[[ Input data, beginning ]]

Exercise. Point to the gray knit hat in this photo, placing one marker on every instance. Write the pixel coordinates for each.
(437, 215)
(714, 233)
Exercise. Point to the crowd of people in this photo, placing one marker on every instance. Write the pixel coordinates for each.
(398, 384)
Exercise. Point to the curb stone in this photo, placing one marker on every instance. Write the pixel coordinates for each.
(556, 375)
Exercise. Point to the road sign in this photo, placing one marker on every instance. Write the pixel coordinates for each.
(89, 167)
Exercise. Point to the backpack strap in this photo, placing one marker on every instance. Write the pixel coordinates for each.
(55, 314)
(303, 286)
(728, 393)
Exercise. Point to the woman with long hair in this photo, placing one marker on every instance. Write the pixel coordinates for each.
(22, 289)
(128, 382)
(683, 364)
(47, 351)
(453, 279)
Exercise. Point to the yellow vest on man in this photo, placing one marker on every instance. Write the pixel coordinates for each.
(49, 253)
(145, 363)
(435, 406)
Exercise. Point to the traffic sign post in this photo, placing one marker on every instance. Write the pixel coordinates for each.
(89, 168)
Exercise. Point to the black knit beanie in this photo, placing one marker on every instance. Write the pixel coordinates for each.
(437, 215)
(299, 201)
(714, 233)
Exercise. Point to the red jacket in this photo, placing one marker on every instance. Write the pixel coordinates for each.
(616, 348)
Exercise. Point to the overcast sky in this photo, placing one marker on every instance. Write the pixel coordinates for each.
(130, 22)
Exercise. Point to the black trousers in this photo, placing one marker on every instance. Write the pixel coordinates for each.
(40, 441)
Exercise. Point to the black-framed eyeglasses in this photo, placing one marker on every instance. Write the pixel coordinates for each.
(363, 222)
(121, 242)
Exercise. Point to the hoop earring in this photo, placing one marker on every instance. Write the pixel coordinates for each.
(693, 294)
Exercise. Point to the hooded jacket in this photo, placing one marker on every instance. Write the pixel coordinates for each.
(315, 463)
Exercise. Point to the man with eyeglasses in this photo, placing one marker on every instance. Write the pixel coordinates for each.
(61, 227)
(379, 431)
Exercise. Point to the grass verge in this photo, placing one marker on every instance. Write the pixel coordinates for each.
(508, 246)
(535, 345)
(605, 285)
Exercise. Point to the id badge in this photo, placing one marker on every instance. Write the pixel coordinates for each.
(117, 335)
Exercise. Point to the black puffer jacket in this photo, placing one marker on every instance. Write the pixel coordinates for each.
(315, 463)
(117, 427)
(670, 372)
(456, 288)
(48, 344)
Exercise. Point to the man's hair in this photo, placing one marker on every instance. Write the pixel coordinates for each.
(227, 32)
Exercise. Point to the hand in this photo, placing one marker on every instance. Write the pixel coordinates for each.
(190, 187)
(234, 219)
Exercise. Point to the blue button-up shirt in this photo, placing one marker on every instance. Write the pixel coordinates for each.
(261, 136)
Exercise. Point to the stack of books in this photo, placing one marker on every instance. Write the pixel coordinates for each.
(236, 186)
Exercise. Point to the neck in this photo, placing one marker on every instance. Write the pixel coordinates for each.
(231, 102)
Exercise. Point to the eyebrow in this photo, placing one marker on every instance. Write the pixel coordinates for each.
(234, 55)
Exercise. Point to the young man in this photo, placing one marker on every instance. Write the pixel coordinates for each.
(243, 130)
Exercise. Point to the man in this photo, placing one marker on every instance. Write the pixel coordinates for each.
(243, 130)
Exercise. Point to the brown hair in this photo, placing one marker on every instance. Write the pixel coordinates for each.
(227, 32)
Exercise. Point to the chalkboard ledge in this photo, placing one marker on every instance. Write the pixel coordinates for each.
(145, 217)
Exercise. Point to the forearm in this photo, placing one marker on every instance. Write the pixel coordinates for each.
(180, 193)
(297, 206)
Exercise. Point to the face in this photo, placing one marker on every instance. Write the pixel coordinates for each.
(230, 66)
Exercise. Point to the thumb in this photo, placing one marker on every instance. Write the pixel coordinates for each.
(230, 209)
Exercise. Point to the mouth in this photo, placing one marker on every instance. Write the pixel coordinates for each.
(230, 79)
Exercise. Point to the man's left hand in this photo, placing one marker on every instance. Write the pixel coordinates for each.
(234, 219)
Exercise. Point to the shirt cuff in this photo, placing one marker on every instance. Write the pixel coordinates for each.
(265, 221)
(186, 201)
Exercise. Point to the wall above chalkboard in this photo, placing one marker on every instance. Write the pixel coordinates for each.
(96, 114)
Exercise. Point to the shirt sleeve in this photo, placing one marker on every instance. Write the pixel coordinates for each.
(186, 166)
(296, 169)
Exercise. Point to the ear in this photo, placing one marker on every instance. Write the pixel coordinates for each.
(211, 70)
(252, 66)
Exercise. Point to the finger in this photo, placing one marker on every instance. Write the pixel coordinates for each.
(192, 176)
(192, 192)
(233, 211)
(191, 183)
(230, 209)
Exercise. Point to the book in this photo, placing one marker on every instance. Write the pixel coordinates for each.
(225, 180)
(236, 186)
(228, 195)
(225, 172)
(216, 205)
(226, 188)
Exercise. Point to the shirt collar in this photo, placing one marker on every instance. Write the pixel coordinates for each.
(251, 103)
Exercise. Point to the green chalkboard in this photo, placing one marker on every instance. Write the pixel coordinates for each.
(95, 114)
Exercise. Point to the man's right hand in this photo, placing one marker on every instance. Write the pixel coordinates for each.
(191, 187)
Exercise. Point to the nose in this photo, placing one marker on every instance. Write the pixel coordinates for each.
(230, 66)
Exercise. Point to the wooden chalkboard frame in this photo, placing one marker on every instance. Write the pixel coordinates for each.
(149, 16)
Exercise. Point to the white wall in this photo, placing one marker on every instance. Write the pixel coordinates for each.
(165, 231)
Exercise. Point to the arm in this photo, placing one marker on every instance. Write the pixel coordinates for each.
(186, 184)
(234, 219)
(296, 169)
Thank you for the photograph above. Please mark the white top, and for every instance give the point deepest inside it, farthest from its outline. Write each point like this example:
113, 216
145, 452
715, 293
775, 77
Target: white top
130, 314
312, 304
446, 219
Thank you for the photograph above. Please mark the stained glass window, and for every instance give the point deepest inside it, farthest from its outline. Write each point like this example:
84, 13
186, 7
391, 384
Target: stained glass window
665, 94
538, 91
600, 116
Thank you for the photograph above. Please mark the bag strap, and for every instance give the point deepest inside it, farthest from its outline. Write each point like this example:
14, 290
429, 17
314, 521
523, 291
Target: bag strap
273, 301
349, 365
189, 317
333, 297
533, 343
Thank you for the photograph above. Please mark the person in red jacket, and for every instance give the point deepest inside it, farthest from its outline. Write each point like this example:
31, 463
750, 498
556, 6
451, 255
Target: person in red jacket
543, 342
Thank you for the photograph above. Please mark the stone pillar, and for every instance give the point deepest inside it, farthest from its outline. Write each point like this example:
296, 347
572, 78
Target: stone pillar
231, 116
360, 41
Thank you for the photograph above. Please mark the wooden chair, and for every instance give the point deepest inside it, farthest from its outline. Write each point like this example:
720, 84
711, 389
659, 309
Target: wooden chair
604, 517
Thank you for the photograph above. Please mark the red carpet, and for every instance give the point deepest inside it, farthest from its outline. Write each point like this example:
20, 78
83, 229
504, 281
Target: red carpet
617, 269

[[ Input data, end ]]

Exercise prompt.
All of the entries above must be transcribed exactly.

Response area.
Exercise. Point to the gray knit hat in this photo, placing one marker on every instance. Write the pixel coordinates for each.
(437, 215)
(714, 233)
Exercise. Point to the crowd of people in this photo, placing one marker on every instance. Write the pixel coordinates for each.
(398, 384)
Exercise. Point to the curb stone in this photo, placing one marker on every instance. Write the pixel coordinates for each.
(556, 375)
Exercise. Point to the road sign in this photo, placing one marker on every instance. Write the pixel coordinates for each.
(89, 167)
Exercise. Point to the backpack strap in this photo, placing one marker on every instance. Write the pixel coordinates for each.
(55, 314)
(303, 286)
(728, 393)
Exercise. Point to the woman with long hair in this photo, placing one marker on every instance. Write the pixel coordinates for each.
(22, 289)
(128, 382)
(683, 364)
(47, 351)
(453, 279)
Exercise. Point to the yellow vest on man in this photo, placing one marker on every instance. Write the pixel coordinates for each.
(49, 253)
(145, 363)
(435, 406)
Exercise. Point to the traffic sign post in this photo, placing one marker on every instance. Write the pixel coordinates for each.
(89, 168)
Exercise. Point to the black knit beanie in this photo, placing one marker on every instance. Write the pixel coordinates for each.
(437, 215)
(299, 201)
(714, 233)
Exercise. Point to the red jacket in this photo, placing one marker on every instance. Write the pixel coordinates for each.
(616, 348)
Exercise. Point to the overcast sky in this photo, placing one marker on every instance. Write the pixel coordinates for each.
(130, 22)
Exercise. Point to the black trousers in this photo, placing one marker on every instance. Write the pixel coordinates for each.
(40, 441)
Exercise. Point to the black-framed eyeglasses in this photo, placing one marker on every instance. Write the pixel coordinates for each.
(363, 222)
(121, 242)
Exercise. Point to the hoop earring in this photo, placing one marker on every instance. Write the pixel coordinates for each.
(693, 294)
Exercise. Point to the hooded jacket in this photo, placing one marker on every instance. Write the pixel coordinates for each.
(315, 463)
Exercise. Point to the man with eyeglasses in this photo, placing one marker on every instance. Write the pixel coordinates for each.
(61, 227)
(379, 431)
Exercise. Point to the grass verge in this photo, placing one marker on every instance. Write the pixel coordinates for each.
(508, 246)
(535, 345)
(605, 285)
Exercise. Point to the id badge in this photo, placing one marker on every instance. Write the pixel coordinates for each.
(117, 335)
Exercise. Point to the black puffer jacket in this photo, placing one marker on every instance. Write the pixel coordinates for each.
(315, 463)
(117, 427)
(670, 372)
(456, 288)
(48, 344)
Exercise. Point to the man's hair in this photo, placing one marker on every instance. Write the pixel coordinates for each.
(227, 32)
Exercise. Point to the hand in this photo, placing one marker on every instance. Write the pixel coordinates for each.
(190, 187)
(234, 219)
Exercise. Point to the blue button-up shirt in this photo, placing one marker on every instance. Write the pixel coordinates for each.
(261, 136)
Exercise. Point to the stack of books in this photo, placing one marker on every instance. Write the pixel coordinates for each.
(236, 186)
Exercise. Point to the neck in this photo, placing one marker on every instance. Write the pixel coordinates for each.
(231, 102)
Exercise. Point to the eyebrow in this photo, placing one marker on every instance. Write the pixel coordinates for each.
(234, 55)
Exercise. Point to the young man in this photo, placing one marker on every instance. Write the pixel coordinates for each.
(243, 130)
Exercise. Point to the man in this photo, placing one marker on every instance. Write the pixel coordinates for each.
(243, 130)
Exercise. Point to the brown hair in this photo, placing one marker on every instance. Write the pixel coordinates for each.
(227, 32)
Exercise. Point to the chalkboard ledge in this photo, placing one marker on every instance. Write the pixel coordinates for each.
(145, 217)
Exercise. Point to the forearm in this photo, placing one marker on every instance. Write the pixel coordinates for each.
(180, 193)
(297, 206)
Exercise. Point to the face in this photo, placing one marker on every instance. Write the pixel coordinates for each.
(230, 66)
Exercise. Point to the thumb in this photo, placing one marker on every instance. Write the pixel coordinates for each.
(230, 209)
Exercise. Point to the mouth in this photo, placing one marker on every instance. Write the pixel coordinates for each.
(230, 79)
Exercise. Point to the man's left hand in this photo, placing one marker on every instance. Write the pixel coordinates for each.
(234, 219)
Exercise. Point to the shirt cuff in this photo, placing one marker on every instance. Write the pixel coordinates for each.
(265, 221)
(186, 201)
Exercise. Point to the wall above chalkboard in this photo, placing one marker on every instance. Write the pixel coordinates for each.
(96, 114)
Exercise. Point to the shirt sleeve in this photo, placing one marker on every instance. Write the pixel coordinates for each.
(186, 166)
(296, 169)
Exercise. Point to the ear in this photo, placing one marker on every instance. Write the pixel coordinates for each.
(211, 70)
(252, 66)
Exercise. Point to the finger in this photo, placing one marker on every instance. Write the pixel coordinates for each.
(192, 176)
(192, 192)
(233, 211)
(191, 183)
(230, 209)
Exercise. Point to the book in this photo, placing one marker on every instance. Write the pixel coordinates for each.
(225, 180)
(236, 186)
(228, 195)
(225, 172)
(216, 205)
(226, 188)
Exercise. Point to the shirt collar in this photo, placing one marker on every instance. Write the pixel coordinates for each.
(251, 103)
Exercise. Point to the green chalkboard in this photo, placing one marker on every instance. Write the pixel coordinates for each.
(95, 114)
Exercise. Point to the man's right hand in this photo, placing one marker on every instance. Write the pixel coordinates for each.
(191, 187)
Exercise. Point to the nose in this photo, placing one marker on every instance. Write the pixel coordinates for each.
(230, 66)
Exercise. Point to the wooden chalkboard frame in this photo, placing one marker on every instance. Write the pixel coordinates for each.
(149, 16)
Exercise. Point to the white wall in this photo, placing one marker on every instance. Write the pixel coordinates for each.
(165, 231)
Exercise. Point to the arm in this photo, placing one marker on every instance. Write the pixel coordinates for each.
(186, 184)
(234, 219)
(296, 169)
Thank you for the photograph above. Please mark the white top, and for every instance give the point deepest inside it, farthest from its outline. Write each point like this example:
113, 216
145, 452
715, 293
775, 77
Target: white top
130, 314
312, 304
446, 219
Thank you for the photograph above. Please mark the stained glass window, and for every instance give the point deepest inside it, farthest from its outline. Write each point like this example:
84, 13
186, 7
391, 384
Target: stained glass window
665, 94
538, 91
600, 116
Thank you for the photograph above. Please mark the bag strap, and for every instance give the point deepest inside it, farthest from its outline. Write each point like this example:
14, 290
429, 17
314, 521
523, 291
Target: bag strap
273, 301
349, 365
189, 317
333, 297
533, 343
Thank you for the photograph above. Please mark the person in red jacket, and for every instance give the point deepest inside it, farthest from its outline. Write each point like this example:
31, 463
750, 498
556, 6
451, 255
Target: person in red jacket
543, 342
Thank you for the photograph above. Please mark the stone pillar, and for every instance give the point deepest inside it, farthest from its outline. Write each point like this example:
296, 347
572, 78
Target: stone pillar
231, 116
360, 41
Thank you for the photograph above. Please mark the wooden chair, and for every instance give the point deepest inside it, farthest from its outline. Write each point like this example:
720, 84
711, 389
659, 309
Target: wooden chair
604, 517
Thank you for the photograph above. Please mark the red carpet, and for every instance give the point deepest inside it, farthest from its outline. Write each point like this example:
20, 78
83, 229
504, 281
Target: red carpet
617, 269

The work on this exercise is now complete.